— Exercise details —
Find the line with "point(694, 865)" in the entries below, then reproduce it and every line after it down to and including the line with "on the metal", exactly.

— Data listing —
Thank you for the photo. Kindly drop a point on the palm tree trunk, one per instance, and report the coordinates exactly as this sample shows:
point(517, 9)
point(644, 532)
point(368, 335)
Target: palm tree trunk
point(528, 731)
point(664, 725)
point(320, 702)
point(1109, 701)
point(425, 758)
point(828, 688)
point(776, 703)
==
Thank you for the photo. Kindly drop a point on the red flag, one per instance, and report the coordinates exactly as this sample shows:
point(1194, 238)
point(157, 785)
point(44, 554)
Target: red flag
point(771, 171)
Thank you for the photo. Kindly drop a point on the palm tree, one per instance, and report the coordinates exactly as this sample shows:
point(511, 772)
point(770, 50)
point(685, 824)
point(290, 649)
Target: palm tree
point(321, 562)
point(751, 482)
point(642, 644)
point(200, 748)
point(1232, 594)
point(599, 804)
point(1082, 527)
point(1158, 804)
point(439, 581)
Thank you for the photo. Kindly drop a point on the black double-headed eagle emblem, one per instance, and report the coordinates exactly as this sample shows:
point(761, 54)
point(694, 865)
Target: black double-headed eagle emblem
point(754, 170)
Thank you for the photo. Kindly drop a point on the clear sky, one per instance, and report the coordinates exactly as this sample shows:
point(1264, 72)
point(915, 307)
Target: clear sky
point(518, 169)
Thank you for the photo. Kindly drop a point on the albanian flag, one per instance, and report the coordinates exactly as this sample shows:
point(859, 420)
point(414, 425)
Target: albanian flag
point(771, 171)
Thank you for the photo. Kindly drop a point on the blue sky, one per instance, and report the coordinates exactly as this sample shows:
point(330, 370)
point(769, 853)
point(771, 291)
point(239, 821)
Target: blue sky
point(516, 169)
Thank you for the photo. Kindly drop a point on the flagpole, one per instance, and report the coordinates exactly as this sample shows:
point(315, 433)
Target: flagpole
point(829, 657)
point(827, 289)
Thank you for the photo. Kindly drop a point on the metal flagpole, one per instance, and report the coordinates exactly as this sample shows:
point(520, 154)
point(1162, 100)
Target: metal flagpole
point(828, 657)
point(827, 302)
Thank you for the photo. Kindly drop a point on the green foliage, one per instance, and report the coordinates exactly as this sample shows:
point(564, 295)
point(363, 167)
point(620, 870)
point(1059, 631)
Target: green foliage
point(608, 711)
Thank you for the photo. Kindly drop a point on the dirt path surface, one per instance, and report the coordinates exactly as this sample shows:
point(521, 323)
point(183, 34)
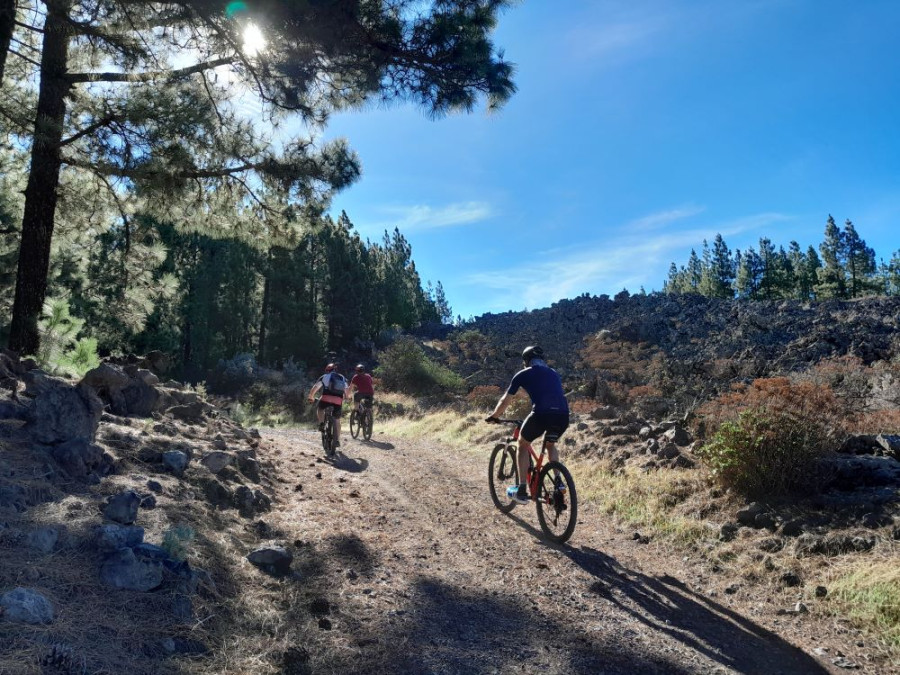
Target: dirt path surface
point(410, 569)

— Answer to the problem —
point(694, 865)
Target: black double-headed eagle emblem
point(754, 170)
Thank you for the photo. Kindly drop a point on the clear sky, one per instance, and report the coordinates exactly as this sample shows:
point(1264, 72)
point(915, 307)
Target: clear sky
point(518, 169)
Thank you for the photo. Kindly drop a point on the albanian flag, one per instance, and report the coordinates exactly as this sample shows:
point(859, 420)
point(414, 425)
Target: albanian flag
point(771, 171)
Thank you for the photo. Kindly drop a point on the blue sky, one per instance, and report the coordinates exactly as this sample shows:
point(330, 370)
point(769, 853)
point(771, 291)
point(239, 821)
Target: blue sky
point(516, 169)
Thank you for the photo. Kindly drop a point on the flagpole, one per instance, and report the coordinates exactly as this sample shows:
point(315, 433)
Target: flagpole
point(829, 657)
point(827, 289)
Thank you for the photo. Kindly drop a point on the metal flagpole, one per instance, and report the coordinates exactly as this sample shows:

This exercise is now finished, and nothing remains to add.